<<<<
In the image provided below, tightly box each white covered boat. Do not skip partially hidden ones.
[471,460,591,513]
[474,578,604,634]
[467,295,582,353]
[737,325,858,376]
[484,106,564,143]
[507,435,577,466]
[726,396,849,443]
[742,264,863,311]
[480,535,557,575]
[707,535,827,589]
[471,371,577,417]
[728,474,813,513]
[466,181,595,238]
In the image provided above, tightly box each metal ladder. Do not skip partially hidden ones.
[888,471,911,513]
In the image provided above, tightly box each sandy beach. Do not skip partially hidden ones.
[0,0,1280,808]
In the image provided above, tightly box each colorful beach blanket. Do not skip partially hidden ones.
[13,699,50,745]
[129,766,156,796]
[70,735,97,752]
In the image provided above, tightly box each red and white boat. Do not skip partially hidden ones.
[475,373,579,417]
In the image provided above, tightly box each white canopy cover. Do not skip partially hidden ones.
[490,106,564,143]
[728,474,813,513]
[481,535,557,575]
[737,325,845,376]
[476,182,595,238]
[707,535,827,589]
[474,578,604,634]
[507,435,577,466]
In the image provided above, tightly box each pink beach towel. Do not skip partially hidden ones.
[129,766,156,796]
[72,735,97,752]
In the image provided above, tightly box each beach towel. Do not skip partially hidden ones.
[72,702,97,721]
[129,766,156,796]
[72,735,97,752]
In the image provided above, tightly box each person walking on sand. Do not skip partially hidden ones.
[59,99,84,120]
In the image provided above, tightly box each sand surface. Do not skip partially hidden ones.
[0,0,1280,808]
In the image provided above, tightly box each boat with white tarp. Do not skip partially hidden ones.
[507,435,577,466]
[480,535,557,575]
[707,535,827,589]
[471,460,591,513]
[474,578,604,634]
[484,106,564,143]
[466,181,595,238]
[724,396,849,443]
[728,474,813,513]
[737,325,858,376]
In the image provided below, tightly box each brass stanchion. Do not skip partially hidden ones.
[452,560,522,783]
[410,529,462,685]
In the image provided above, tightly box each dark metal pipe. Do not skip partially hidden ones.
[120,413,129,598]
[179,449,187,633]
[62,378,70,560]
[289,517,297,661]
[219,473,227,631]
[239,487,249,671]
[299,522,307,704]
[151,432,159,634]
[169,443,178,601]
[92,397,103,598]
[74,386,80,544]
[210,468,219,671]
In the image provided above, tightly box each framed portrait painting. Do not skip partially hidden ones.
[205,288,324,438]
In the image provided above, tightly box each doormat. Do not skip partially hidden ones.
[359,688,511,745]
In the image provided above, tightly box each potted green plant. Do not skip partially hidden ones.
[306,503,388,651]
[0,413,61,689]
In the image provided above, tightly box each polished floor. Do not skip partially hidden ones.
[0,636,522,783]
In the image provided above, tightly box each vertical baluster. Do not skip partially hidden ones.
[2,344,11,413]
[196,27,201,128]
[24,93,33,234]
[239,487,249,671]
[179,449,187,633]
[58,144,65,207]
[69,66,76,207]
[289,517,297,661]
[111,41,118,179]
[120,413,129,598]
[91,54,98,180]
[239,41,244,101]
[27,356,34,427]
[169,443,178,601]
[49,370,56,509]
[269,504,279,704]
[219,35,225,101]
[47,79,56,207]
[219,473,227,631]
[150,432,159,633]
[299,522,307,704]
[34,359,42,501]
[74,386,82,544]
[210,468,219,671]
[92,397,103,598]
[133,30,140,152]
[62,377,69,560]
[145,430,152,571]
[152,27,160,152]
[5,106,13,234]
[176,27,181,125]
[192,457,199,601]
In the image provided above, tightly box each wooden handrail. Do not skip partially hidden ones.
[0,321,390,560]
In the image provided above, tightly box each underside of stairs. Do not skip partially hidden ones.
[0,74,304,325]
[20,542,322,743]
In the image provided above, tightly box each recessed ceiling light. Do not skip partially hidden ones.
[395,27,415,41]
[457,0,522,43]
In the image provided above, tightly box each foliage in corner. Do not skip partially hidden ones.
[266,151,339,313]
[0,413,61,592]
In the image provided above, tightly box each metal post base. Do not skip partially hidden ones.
>>>>
Quote the lines between the one holding "In the image provided above, tightly box each colorful" and the one holding "[475,373,579,417]", inclusive, reproducing them character for character.

In the image provided above, tightly box each colorful beach blanket. Do not skip partially hidden ones.
[13,699,50,745]
[129,766,156,796]
[70,735,97,752]
In the image provided above, tightly box each red and white boat. Do not skip partially hidden ones.
[475,373,579,417]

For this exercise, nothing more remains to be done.